▶ Stated problem
Can you copy each of the rows below without changing a single character?
— start Supplied records —
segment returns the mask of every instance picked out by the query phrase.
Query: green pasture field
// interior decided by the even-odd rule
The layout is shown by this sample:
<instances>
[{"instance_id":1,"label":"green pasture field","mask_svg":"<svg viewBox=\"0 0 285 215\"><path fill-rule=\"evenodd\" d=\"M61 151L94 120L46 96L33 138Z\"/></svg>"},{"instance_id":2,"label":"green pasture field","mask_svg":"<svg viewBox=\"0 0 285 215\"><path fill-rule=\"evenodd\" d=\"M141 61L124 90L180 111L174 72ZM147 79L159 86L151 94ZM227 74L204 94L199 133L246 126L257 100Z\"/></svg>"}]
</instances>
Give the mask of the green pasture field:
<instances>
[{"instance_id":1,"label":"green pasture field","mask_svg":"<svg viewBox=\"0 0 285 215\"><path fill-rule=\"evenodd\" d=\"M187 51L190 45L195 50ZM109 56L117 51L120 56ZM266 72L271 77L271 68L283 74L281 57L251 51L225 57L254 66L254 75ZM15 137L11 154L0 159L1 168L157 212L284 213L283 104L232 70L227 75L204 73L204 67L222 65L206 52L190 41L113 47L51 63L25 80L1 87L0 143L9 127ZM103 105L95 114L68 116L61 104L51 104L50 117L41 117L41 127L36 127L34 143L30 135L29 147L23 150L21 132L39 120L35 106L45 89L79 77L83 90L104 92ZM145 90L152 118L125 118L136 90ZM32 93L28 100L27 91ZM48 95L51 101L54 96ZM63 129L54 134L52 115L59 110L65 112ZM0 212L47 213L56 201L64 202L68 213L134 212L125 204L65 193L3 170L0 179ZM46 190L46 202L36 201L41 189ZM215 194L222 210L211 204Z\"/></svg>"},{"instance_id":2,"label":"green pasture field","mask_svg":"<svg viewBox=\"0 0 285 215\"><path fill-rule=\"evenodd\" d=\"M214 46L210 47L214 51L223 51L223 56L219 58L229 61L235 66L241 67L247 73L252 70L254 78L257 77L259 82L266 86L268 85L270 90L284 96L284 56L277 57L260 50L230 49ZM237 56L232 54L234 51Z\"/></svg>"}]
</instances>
— end Supplied records —
▶ Complete output
segment returns the mask of every instance picked out by the query phrase.
Query: green pasture field
// interior decided by the even-odd rule
The layout is shown by this sample:
<instances>
[{"instance_id":1,"label":"green pasture field","mask_svg":"<svg viewBox=\"0 0 285 215\"><path fill-rule=\"evenodd\" d=\"M61 151L94 120L46 96L33 138Z\"/></svg>"},{"instance_id":2,"label":"green pasture field","mask_svg":"<svg viewBox=\"0 0 285 215\"><path fill-rule=\"evenodd\" d=\"M141 61L124 90L180 111L174 72ZM147 79L159 86L151 94ZM227 74L204 94L199 133L246 126L257 100Z\"/></svg>"}]
</instances>
Give the mask of the green pasture field:
<instances>
[{"instance_id":1,"label":"green pasture field","mask_svg":"<svg viewBox=\"0 0 285 215\"><path fill-rule=\"evenodd\" d=\"M187 51L190 45L195 50ZM109 56L117 51L120 56ZM266 72L271 77L271 68L283 74L281 57L251 51L225 57L254 66L254 75ZM15 137L11 154L0 159L1 168L157 212L284 213L283 104L232 70L227 75L204 73L204 67L222 65L206 52L190 41L113 47L51 63L25 80L1 87L0 143L9 127ZM103 105L95 114L68 116L61 104L51 104L50 117L41 117L41 127L36 127L34 143L30 135L29 147L23 150L21 132L39 120L35 106L45 89L79 77L83 90L104 92ZM145 90L152 118L125 118L136 90ZM32 93L28 100L27 91ZM48 95L51 101L54 96ZM63 129L54 134L52 115L59 110L65 112ZM0 212L47 213L56 201L64 202L68 213L134 212L125 204L65 193L3 170L0 179ZM46 190L46 202L36 201L41 189ZM215 194L222 210L211 204Z\"/></svg>"},{"instance_id":2,"label":"green pasture field","mask_svg":"<svg viewBox=\"0 0 285 215\"><path fill-rule=\"evenodd\" d=\"M214 46L210 47L214 51L223 51L223 56L219 58L229 61L235 66L241 67L247 73L252 70L254 78L257 77L259 82L266 86L268 85L270 90L284 96L284 56L277 57L260 50L230 49ZM237 56L232 54L234 51Z\"/></svg>"}]
</instances>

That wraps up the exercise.